PROMPT ->
Keep to one stretch of the data below, the lines from the one with "Query: white door" up to and including the one with "x=61, y=190", and return that stretch exactly.

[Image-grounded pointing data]
=====

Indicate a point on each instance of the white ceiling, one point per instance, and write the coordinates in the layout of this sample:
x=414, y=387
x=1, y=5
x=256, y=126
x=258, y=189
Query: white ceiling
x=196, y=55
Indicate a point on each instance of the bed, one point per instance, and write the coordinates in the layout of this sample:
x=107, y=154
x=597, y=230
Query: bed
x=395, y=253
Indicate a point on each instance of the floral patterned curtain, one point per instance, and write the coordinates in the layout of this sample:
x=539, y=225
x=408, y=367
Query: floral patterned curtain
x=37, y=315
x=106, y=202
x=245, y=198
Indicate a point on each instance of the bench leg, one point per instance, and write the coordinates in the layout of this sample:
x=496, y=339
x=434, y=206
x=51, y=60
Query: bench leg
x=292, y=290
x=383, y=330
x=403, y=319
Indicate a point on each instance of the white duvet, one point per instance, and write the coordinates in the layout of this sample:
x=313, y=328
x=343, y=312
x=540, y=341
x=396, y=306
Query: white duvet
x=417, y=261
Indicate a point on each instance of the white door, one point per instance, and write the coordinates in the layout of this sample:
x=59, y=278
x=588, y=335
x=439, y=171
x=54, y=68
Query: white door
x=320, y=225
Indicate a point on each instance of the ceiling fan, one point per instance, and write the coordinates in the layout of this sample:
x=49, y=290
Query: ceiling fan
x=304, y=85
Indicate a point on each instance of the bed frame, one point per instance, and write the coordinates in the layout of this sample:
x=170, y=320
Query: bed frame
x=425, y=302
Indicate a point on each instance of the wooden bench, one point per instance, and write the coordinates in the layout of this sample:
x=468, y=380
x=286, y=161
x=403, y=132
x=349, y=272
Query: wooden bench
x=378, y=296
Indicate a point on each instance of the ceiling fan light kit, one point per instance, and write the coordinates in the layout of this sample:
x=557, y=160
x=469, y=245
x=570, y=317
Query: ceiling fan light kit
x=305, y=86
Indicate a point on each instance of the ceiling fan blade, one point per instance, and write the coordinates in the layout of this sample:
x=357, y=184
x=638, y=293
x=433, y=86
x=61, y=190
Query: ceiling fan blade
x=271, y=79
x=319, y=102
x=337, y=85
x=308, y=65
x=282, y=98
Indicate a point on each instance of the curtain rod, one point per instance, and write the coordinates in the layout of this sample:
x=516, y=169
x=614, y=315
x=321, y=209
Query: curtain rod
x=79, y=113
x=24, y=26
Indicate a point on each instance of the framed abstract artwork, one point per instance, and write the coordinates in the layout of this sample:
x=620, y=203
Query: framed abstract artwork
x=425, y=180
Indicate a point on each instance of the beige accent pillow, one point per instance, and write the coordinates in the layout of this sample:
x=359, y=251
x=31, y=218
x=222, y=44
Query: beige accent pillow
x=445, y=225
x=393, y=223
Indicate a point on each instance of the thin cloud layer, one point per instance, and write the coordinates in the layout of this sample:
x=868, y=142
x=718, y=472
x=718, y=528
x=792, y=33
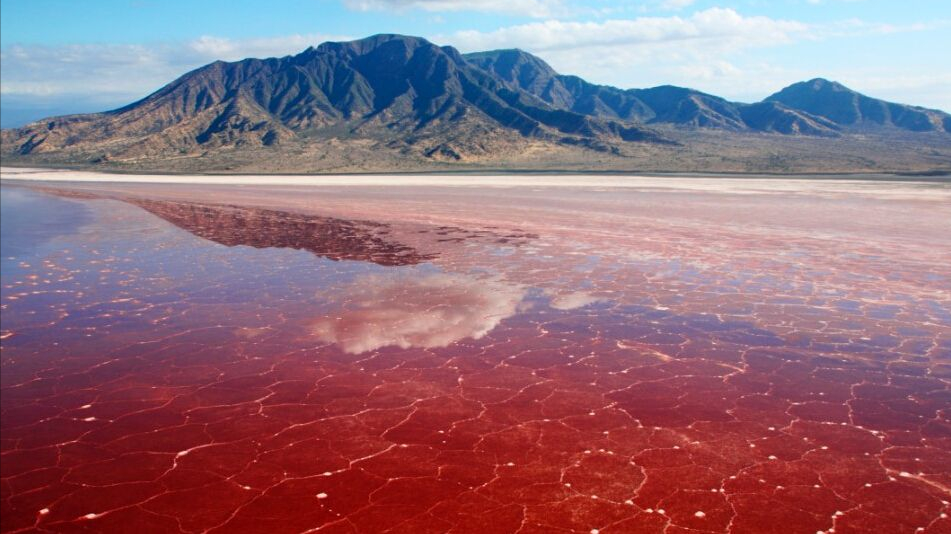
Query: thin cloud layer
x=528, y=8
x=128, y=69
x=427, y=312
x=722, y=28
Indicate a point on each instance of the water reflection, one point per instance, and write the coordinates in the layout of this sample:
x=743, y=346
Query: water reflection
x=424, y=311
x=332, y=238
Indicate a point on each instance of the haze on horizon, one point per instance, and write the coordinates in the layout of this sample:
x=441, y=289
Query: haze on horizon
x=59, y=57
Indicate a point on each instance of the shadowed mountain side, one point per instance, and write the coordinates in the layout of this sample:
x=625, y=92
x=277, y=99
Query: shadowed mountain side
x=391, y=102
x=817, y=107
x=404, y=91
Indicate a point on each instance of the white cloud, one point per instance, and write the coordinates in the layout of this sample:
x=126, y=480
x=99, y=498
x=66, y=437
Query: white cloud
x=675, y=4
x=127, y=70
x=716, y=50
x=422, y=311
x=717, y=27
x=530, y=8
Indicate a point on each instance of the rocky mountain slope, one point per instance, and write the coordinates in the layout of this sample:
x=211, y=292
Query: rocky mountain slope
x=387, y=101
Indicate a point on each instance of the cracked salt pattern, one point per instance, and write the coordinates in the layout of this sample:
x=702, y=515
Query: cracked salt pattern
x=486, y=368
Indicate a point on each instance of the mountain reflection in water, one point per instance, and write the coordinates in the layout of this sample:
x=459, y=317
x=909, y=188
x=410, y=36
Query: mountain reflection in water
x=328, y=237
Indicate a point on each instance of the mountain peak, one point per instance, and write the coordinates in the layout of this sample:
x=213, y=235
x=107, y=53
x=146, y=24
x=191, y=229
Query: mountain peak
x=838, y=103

=====

TASK ANSWER ->
Query: white door
x=320, y=225
Indicate a point on each instance of the ceiling fan, one point per instance, and write the coordinates in the layout of this sample:
x=49, y=290
Query: ceiling fan
x=304, y=85
Indicate a point on each instance of the bed frame, one point per instance, and write the coordinates in the layout of this sample:
x=170, y=320
Query: bed frame
x=425, y=302
Indicate a point on each instance of the wooden bench, one point per instance, and write the coordinates in the layout of this sample:
x=468, y=380
x=286, y=161
x=403, y=132
x=349, y=272
Query: wooden bench
x=378, y=296
Indicate a point on each instance of the ceiling fan light kit, one point per instance, and write the coordinates in the layout of this sample:
x=557, y=160
x=469, y=245
x=570, y=317
Query: ceiling fan light kit
x=305, y=86
Indicate a point on each instance of the ceiling fan blade, one point per instance, and write the coordinates in the layout of this sample:
x=357, y=184
x=638, y=293
x=433, y=86
x=61, y=190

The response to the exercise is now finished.